▶ **EXERCISE TASKS**:
A. List every bracketed reference number cited in the tiling microarray text, in the order each first appears.
B. Output the passage of the tiling microarray text between "Within-gene intensity fluctuation." and "Bertone *et al.* [1].", inclusive.
C. Translate this sentence from the tiling microarray text into Spanish: "Another approach for addressing these biases is to deal with them during the probe design procedure."

▶ **READING TEXT**:
Within-gene intensity fluctuation. **(a)** Gene exhibiting typical intensity fluctuations. Data shown are for RefSeq gene NM_001001479 from Kapranov *et al.* [2], using 35-bp probes with a step size of 35 bp. Red bars illustrate probes that lie within introns, whereas blue bars demonstrate probes within exons. Plots for perfect match (PM) intensities, mismatch (MM) intensities and PM – MM differences in intensities are shown. **(b)** Empirical cumulative distribution function for nearest neighbor intensity fluctuations within RefSeq genes. The x-axis represents the fold difference on a log₂ scale between observed intensity and expected intensity, based on the average intensities of neighboring probes. The cross indicates the point at which 20% of all probes show a twofold deviation from their expected intensities. Data are from Bertone *et al.* [1].

If the intensity fluctuations come from differences in binding energies between probe sequences, there are models for correcting this type of effect in GeneChips® brand arrays, but they are still debated [24] and are as yet untested for tiling microarrays. Another approach for addressing these biases is to deal with them during the probe design procedure. In many designs, the designer is allowed to select probes by shifting their genomic positioning slightly so that the variance of melting temperatures of probes across the whole array is minimized. Probe sets on GeneChips® brand arrays also attempt this. The shifting allowed on tiling arrays is much more constrained because the design must conform to the bounds (or limits) set by the predetermined span of the array. Similar considerations apply in other situations where the probe location is highly constrained, for example, single nucleotide polymorphism (SNP) arrays [25] or arrays with probes spanning splice junctions [7].

(Records from a dataset)
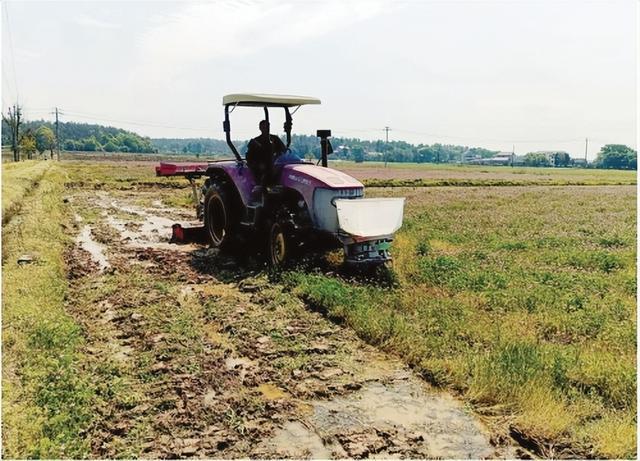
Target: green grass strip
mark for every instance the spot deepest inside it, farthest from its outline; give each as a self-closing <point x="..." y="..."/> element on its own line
<point x="46" y="397"/>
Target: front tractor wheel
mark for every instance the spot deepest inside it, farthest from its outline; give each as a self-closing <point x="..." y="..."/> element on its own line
<point x="279" y="245"/>
<point x="217" y="217"/>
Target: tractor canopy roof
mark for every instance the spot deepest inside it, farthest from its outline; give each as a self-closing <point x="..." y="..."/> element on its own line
<point x="268" y="100"/>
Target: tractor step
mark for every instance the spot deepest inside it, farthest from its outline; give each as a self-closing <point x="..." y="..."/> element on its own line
<point x="251" y="216"/>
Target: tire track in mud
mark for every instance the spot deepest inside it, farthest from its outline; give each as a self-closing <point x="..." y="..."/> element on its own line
<point x="194" y="357"/>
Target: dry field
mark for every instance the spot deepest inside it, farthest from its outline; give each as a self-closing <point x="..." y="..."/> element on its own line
<point x="513" y="306"/>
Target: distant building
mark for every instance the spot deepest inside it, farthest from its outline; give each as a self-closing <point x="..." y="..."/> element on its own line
<point x="501" y="158"/>
<point x="551" y="155"/>
<point x="468" y="156"/>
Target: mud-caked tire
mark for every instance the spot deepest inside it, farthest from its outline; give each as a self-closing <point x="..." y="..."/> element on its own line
<point x="220" y="217"/>
<point x="279" y="245"/>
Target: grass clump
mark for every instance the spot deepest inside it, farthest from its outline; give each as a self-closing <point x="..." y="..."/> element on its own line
<point x="17" y="180"/>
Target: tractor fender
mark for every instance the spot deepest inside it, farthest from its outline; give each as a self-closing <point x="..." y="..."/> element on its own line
<point x="222" y="179"/>
<point x="238" y="176"/>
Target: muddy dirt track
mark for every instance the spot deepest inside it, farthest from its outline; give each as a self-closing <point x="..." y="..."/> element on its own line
<point x="195" y="356"/>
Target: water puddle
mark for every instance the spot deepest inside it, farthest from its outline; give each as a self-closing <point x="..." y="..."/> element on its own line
<point x="149" y="229"/>
<point x="396" y="419"/>
<point x="295" y="440"/>
<point x="86" y="242"/>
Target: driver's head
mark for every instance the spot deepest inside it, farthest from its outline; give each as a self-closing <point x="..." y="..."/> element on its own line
<point x="264" y="127"/>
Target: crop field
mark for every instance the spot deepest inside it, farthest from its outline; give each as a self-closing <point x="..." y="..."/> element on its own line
<point x="505" y="326"/>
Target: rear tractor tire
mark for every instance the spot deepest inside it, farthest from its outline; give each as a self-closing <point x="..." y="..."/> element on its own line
<point x="219" y="217"/>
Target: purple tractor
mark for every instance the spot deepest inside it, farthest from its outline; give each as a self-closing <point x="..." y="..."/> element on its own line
<point x="305" y="201"/>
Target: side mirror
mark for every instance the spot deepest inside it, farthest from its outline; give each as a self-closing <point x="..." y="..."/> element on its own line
<point x="325" y="144"/>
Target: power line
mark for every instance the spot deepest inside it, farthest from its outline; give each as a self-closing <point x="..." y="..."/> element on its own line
<point x="13" y="59"/>
<point x="82" y="115"/>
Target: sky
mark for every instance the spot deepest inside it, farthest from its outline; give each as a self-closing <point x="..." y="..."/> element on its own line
<point x="527" y="75"/>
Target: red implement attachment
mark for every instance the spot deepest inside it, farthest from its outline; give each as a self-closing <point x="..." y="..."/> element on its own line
<point x="193" y="170"/>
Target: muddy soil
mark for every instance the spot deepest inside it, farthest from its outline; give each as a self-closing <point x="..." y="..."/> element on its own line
<point x="194" y="356"/>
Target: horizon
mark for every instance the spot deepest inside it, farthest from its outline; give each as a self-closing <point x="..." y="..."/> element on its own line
<point x="481" y="74"/>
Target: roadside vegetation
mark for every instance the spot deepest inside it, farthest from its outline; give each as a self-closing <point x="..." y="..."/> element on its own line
<point x="522" y="300"/>
<point x="46" y="396"/>
<point x="17" y="180"/>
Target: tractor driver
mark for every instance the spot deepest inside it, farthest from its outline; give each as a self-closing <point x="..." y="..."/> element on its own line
<point x="262" y="152"/>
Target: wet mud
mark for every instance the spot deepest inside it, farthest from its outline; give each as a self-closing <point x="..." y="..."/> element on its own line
<point x="194" y="363"/>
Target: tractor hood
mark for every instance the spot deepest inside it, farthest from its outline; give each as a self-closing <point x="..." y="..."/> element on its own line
<point x="317" y="176"/>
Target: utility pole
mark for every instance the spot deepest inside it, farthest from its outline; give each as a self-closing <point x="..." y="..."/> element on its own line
<point x="14" y="121"/>
<point x="586" y="146"/>
<point x="386" y="153"/>
<point x="57" y="135"/>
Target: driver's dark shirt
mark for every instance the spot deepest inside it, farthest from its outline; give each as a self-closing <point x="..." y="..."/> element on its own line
<point x="260" y="156"/>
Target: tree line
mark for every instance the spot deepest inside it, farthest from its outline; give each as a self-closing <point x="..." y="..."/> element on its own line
<point x="39" y="137"/>
<point x="77" y="137"/>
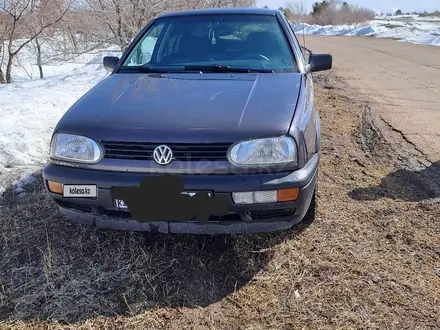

▶ **WRITTEN ANSWERS**:
A. [2], [1], [24], [25], [7]

B.
Within-gene intensity fluctuation. **(a)** Gene exhibiting typical intensity fluctuations. Data shown are for RefSeq gene NM_001001479 from Kapranov *et al.* [2], using 35-bp probes with a step size of 35 bp. Red bars illustrate probes that lie within introns, whereas blue bars demonstrate probes within exons. Plots for perfect match (PM) intensities, mismatch (MM) intensities and PM – MM differences in intensities are shown. **(b)** Empirical cumulative distribution function for nearest neighbor intensity fluctuations within RefSeq genes. The x-axis represents the fold difference on a log₂ scale between observed intensity and expected intensity, based on the average intensities of neighboring probes. The cross indicates the point at which 20% of all probes show a twofold deviation from their expected intensities. Data are from Bertone *et al.* [1].

C. Otro enfoque para abordar estos sesgos consiste en tratarlos durante el procedimiento de diseño de las sondas.